Collection entries =
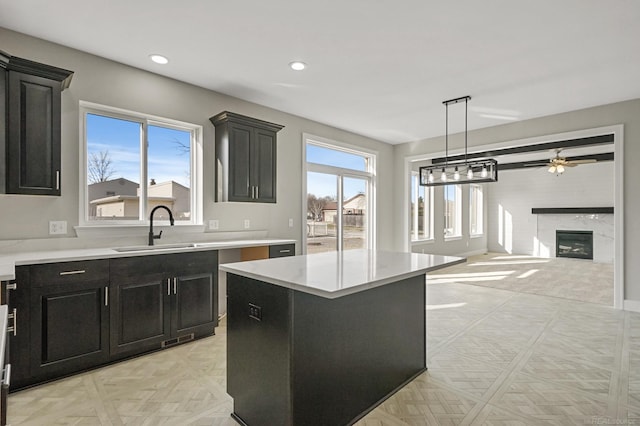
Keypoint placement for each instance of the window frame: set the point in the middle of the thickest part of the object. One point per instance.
(427, 224)
(195, 178)
(369, 175)
(457, 213)
(479, 210)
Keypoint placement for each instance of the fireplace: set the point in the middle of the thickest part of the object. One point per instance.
(576, 244)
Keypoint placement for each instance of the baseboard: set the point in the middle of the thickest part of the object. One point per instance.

EXERCISE GOAL =
Rewrite the part of the data above that runs from the line containing "Keypoint placement for each instance of the fireplace: set" through the end of the data, switching "thickest" to "widest" and leaving everything else unchanged.

ANSWER FOR THIS EXERCISE =
Keypoint placement for each instance of the fireplace: set the point in the middle of the widest part of the object. One point per instance.
(576, 244)
Keypoint placement for each instance of the baseboard: set the point in the middle of the widest part of the object. One point per instance.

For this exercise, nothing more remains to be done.